- Source
>>>>>

In 1940, Charlie was part of the milieu at Minton's Playhouse in Harlem, and as such foreshadowed the arrival of the bebop idiom along with early luminaries of the genre Dizzy Gillespie, Thelonious Monk and Kenny Clarke. Christian went so far as to purchase an amplifier to be kept on the premises for his regular after-hours jams. Plagued with respiratory problems his entire life and unwilling to scale down his intensive lifestyle, Christian succumbed to tuberculosis and died on March 2, 1942. In a period of less than three years, Charlie Christian had emerged from total obscurity to produce a copious body of material which forever altered the course of music.

 

GUITAR STYLE

Like jazz trumpeter Louis Armstrong before him, Charlie Christian was the principal role model for electric guitarists worldwide. Elements of his style were copied and appropriated by countless players-solos were learned note for note, his tone quality, phrasing and articulation were emulated and appeared in mutated and varied forms in the work of his successors. His licks became the lingua franca of the first phase of electric guitar music.

The diverse lineage of players who descended from Charlie Christian's musical paternity is extensive. Before Christian guitarists were predominately unamplified acoustic musicians who were relegated to strict rhythm-guitar roles in an ensemble. With Christian the electric guitar became a distinct solo voice; equivalent to a saxophone, trumpet or clarinet and capable of the same levels of expressiveness and intensity. It can be said without qualification that his pioneering efforts with the electric guitar resulted in a liberating of the instrument, in jazz specifically and in music generally. From Christian it is possible to draw a comprehensive and well-defined time line connecting the subsequent contributions of Barney Kessell, Oscar Moore, Tal Farlow, Jimmy Raney, Herb Ellis, Chuck Wayne, Johnny Smith, Howard Roberts, Kenny Burrell, Jim Hall, Wes Montgomery, Joe Pass, Grant Green, George Benson, Pat Martino, Joe Diorio and Pat Metheny. Furthermore, his electric guitar playing proved highly influential to important blues, pop and early rock players such as T-Bone Walker, B.B. King, Chuck Berry, and Scotty Moore.

Christian's actual physical technique on the guitar was observed and described in detail by jazz guitarist Barney Kessell, an ardent admirer and one of his most notable stylistic disciples. Kessell recalled, "He played probably 95 percent downstrokes, and held a very stiff, big triangular pick very tightly between his thumb and 1st finger. He rested his 2nd, 3rd and 4th fingers very firmly on the pickguard. He almost never used the 4th finger of his left hand."

<<<<<

- Exercise goal
Write the next part of the passage on Charlie Christian's guitar style, starting after its final sentence.

- Record list
>>>>>

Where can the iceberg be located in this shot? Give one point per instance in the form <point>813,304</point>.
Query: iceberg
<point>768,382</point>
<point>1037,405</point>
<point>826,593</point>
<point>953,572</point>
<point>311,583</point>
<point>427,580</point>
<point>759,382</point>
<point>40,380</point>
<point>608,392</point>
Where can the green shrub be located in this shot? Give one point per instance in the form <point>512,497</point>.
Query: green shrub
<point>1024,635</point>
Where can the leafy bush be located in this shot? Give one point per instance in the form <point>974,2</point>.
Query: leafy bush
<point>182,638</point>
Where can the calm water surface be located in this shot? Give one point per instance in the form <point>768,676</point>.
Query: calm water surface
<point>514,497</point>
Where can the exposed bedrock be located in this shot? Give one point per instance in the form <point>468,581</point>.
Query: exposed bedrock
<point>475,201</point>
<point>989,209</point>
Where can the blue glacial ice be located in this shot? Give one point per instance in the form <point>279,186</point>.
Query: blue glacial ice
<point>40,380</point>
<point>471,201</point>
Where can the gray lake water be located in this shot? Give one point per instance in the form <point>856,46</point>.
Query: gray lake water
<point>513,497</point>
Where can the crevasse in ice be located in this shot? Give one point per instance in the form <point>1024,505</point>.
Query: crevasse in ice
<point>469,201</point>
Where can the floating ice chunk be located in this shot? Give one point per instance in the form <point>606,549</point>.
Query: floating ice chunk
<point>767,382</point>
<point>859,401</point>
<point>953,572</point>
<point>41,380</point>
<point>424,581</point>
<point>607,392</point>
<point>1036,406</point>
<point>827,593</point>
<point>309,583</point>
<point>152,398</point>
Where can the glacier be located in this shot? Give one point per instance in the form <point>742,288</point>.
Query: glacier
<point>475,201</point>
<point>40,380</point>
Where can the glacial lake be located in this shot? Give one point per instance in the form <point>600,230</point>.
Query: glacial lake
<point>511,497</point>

<<<<<
>>>>>

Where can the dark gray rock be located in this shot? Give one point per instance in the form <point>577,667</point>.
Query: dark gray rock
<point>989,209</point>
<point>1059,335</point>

<<<<<

- Answer to this task
 

GUITAR SOUND

Charlie Christian introduced and established what we commonly call today the classic "jazz guitar sound." The distinctive tone quality is produced by an arch-top hollow-body guitar, generally with f-holes, equipped with built-in electromagnetic pickups. This remains the standard into the 1990s; with contemporary players such as George Benson, Pat Metheny, Jimmy Bruno, Tuck Andress, Mark Whitfield and many others employing a similar type of instrument. Though there are sketchy accounts of Christian using Harmony, Vega and National guitars, his primary guitars were Gibson ES (Electric Spanish) models manufactured in the late 1930s and early 1940s.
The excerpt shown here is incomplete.